== READING PASSAGE ==
Sunday, December 26, 2010

Christmas 2010

This year I was acutely aware of Christmas past. I remembered good and bad childhood holidays, the year Ken was in the hospital, the year we had to move (in a show storm) right before Christmas, the year we took the kids to an almost empty hotel (all those Christmas decorations just for us). I missed my mother and my sister and my brother-in-law Larry, and others. I thought of many loved ones who are no longer on this earth. I guess it's a sign I'm getting old.

I am very grateful this year that we had both our children with us. We don't get to see Josh much, and we all wish that when we do see him it was for a longer time--still we weren't sure he was going to be able to make it at all and he did. We had fun.

The snow is deep this year, and it was almost story-like to arrive at Kris and Daryl's little farm in the country (looking like a Christmas card!), nice to have Trinity welcome us joyfully, "Merry Christmas everyone! Hurry, come in!"
===
* [PROBLEM A] List every person mentioned by name in the Christmas 2010 post.
* [PROBLEM B] Edit the Christmas 2010 post from "This year I" to "I'm getting old.", substituting "inn" for "hotel".
* [PROBLEM C]
Answer these questions about the Christmas 2010 post.
(i) What did the writer's family have to do one year right before Christmas?
(ii) Whose little farm in the country did the writer arrive at?
(iii) Which of the writer's children is seen only rarely?
The listing that follows is not required for any of the tasks.
== DATA SHOWN ==
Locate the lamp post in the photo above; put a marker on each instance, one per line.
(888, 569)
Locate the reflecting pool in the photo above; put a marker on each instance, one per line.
===
* [TASK OUTPUT A] Ken, Larry, Josh, Kris, Daryl, Trinity

* [TASK OUTPUT B]
This year I was acutely aware of Christmas past. I remembered good and bad childhood holidays, the year Ken was in the hospital, the year we had to move (in a show storm) right before Christmas, the year we took the kids to an almost empty inn (all those Christmas decorations just for us). I missed my mother and my sister and my brother-in-law Larry, and others. I thought of many loved ones who are no longer on this earth. I guess it's a sign I'm getting old.

* [TASK OUTPUT C]
(i) They had to move.
(ii) Kris and Daryl's.
(iii) Josh.